> [Coordinate annotation data]

>>

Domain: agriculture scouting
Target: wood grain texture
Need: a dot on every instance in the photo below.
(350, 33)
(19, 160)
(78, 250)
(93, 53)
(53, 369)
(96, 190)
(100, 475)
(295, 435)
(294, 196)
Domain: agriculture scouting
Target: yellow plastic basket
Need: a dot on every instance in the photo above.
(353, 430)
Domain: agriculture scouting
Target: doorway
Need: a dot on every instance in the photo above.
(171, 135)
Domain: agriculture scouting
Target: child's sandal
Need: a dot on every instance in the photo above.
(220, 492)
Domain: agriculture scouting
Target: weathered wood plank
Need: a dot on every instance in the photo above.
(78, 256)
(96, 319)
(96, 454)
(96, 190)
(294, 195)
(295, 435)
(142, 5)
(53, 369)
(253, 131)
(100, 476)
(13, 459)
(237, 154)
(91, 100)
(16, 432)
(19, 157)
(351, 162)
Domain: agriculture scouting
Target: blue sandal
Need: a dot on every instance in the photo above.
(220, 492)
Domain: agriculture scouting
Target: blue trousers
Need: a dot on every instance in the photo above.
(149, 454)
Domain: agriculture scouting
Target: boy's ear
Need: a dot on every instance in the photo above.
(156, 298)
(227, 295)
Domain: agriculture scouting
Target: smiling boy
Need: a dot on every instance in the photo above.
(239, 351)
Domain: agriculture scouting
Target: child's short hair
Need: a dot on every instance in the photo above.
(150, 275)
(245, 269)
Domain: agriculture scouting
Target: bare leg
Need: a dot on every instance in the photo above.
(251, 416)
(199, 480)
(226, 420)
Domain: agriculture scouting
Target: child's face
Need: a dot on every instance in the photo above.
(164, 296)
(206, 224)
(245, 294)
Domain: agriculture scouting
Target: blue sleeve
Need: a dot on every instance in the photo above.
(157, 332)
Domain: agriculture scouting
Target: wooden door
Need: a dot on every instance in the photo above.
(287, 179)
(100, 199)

<<

> [WHAT IS ASKED]
Copy all of the data above line for line, with no changes.

> [COMPLETED EXERCISE]
Domain: agriculture scouting
Target: wood grain texture
Need: a dot on every instance in the photo below.
(350, 33)
(19, 160)
(78, 250)
(93, 53)
(53, 369)
(96, 190)
(100, 475)
(295, 435)
(294, 196)
Domain: agriculture scouting
Target: yellow plastic basket
Need: a dot on every instance in the photo above.
(353, 430)
Domain: agriculture scouting
Target: doorway
Need: a dot on every instance in the photo above.
(171, 135)
Domain: agriculture scouting
Target: child's sandal
Need: a dot on every instance in the photo above.
(220, 492)
Domain: agriculture scouting
Target: weathered wood plank
Need: a dot on every instance in the photo above.
(78, 256)
(96, 319)
(96, 454)
(96, 190)
(294, 195)
(295, 435)
(142, 5)
(53, 369)
(253, 131)
(100, 476)
(13, 459)
(237, 154)
(91, 100)
(16, 432)
(19, 157)
(351, 162)
Domain: agriculture scouting
Target: blue sandal
Need: a dot on every instance in the photo above.
(220, 492)
Domain: agriculture scouting
Target: blue trousers
Need: a dot on every instance in the photo above.
(149, 454)
Domain: agriculture scouting
Target: boy's ear
Need: a dot on every instance in the photo above.
(156, 298)
(227, 295)
Domain: agriculture scouting
Target: smiling boy
Need: a dot on every instance in the photo above.
(239, 351)
Domain: agriculture scouting
Target: child's short hair
Need: a dot on every instance in the photo above.
(150, 275)
(245, 269)
Domain: agriculture scouting
Target: bare leg
Need: a dot on every instance in the photo above.
(251, 416)
(199, 480)
(226, 420)
Domain: agriculture scouting
Target: child's face
Need: a dot on every instance in the photo above.
(164, 296)
(206, 224)
(245, 294)
Domain: agriculture scouting
Target: blue sleeve
Need: a dot on every instance in the photo above.
(157, 332)
Domain: agriculture scouting
Target: wooden door
Need: a dot on every instance in the photo above.
(287, 179)
(100, 199)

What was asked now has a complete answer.